Exercise task a:
Return the full forum thread about missing values after multiple imputation word for word.

Document passage:
= = = = =

Announcement

Collapse
No announcement yet.
X
  • Filter
  • Time
  • Show
Clear All
new posts

  • Data still missing variables after multiple imputation

    Hi,

    I've been trying to impute missing data with multiple imputation. I have GDPG as my dependent variable and OILR, FDI, IMP, AGR, IND, SER as my independent variables. All independent variables have missing values. I used the following command:

    mi impute regress OILR FDI IMP AGR IND SER, add(20) rseed(1234)

    Then I checked the dataset and all values were still missing. I then used this command:

    mi impute regress OILR FDI IMP AGR IND SER GDPG, add(20) rseed(1234)

    And still no luck. I also tried to impute each variable one by one along with GDPG but that did not work either (i.e. mi impute regress OILR GDPG, add(20) rseed(1234) for example).

    Can someone please advise me on what to do in this case.

    Thanks.
    Last edited by alex badalyan; 12 Apr 2021, 13:43.

  • #2
    can you show the output that you get from "mi impute regress"

    Comment


    • #3
      FernandoRios

      mi impute regress OILR FDI IMP AGR IND SER, add(20) rseed(1234)
      note: variables FDI IMP AGR IND SER registered as imputed and used to model variable OILR; this
      may cause some observations to be omitted from the estimation and may lead to missing
      imputed values
      OILR: missing imputed values produced
      This may occur when imputation variables are used as independent variables or when
      independent variables contain missing values. You can specify option force if you wish to
      proceed anyway.
      r(498);



      mi impute regress OILR FDI IMP AGR IND SER GDPG, add(20) rseed(1234)

= = = = =

Source data:
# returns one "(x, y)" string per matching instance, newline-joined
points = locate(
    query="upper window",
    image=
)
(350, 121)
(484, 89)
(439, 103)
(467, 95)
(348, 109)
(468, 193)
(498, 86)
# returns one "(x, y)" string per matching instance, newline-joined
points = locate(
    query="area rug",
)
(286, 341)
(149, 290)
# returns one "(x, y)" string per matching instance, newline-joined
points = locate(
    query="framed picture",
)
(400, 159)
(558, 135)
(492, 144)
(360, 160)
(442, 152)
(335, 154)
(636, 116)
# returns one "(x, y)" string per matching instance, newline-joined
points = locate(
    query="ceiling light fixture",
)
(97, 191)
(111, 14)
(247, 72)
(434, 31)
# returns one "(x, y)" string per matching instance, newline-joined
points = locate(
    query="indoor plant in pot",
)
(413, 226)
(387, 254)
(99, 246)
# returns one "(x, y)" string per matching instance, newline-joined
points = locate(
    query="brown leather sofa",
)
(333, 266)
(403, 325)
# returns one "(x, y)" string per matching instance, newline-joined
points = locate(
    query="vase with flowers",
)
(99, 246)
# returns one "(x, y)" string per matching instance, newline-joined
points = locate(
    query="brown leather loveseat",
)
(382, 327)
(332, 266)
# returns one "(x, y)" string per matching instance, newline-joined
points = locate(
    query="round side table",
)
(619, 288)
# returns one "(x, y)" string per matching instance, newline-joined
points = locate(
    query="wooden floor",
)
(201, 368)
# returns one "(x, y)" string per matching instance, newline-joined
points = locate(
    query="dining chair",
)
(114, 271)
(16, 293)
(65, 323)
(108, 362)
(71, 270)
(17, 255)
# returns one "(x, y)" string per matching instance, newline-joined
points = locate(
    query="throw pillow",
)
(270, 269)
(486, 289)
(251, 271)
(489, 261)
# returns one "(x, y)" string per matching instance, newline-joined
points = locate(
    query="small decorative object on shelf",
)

= = = = =

Exercise task b:
State only the number of lines in the listing that contain the string "leather". Case counts.

Written answer a:
Announcement

Collapse
No announcement yet.
X
  • Filter
  • Time
  • Show
Clear All
new posts

  • Data still missing variables after multiple imputation

    Hi,

    I've been trying to impute missing data with multiple imputation. I have GDPG as my dependent variable and OILR, FDI, IMP, AGR, IND, SER as my independent variables. All independent variables have missing values. I used the following command:

    mi impute regress OILR FDI IMP AGR IND SER, add(20) rseed(1234)

    Then I checked the dataset and all values were still missing. I then used this command:

    mi impute regress OILR FDI IMP AGR IND SER GDPG, add(20) rseed(1234)

    And still no luck. I also tried to impute each variable one by one along with GDPG but that did not work either (i.e. mi impute regress OILR GDPG, add(20) rseed(1234) for example).

    Can someone please advise me on what to do in this case.

    Thanks.
    Last edited by alex badalyan; 12 Apr 2021, 13:43.

  • #2
    can you show the output that you get from "mi impute regress"

    Comment


    • #3
      FernandoRios

      mi impute regress OILR FDI IMP AGR IND SER, add(20) rseed(1234)
      note: variables FDI IMP AGR IND SER registered as imputed and used to model variable OILR; this
      may cause some observations to be omitted from the estimation and may lead to missing
      imputed values
      OILR: missing imputed values produced
      This may occur when imputation variables are used as independent variables or when
      independent variables contain missing values. You can specify option force if you wish to
      proceed anyway.
      r(498);



      mi impute regress OILR FDI IMP AGR IND SER GDPG, add(20) rseed(1234)

Written answer b:
2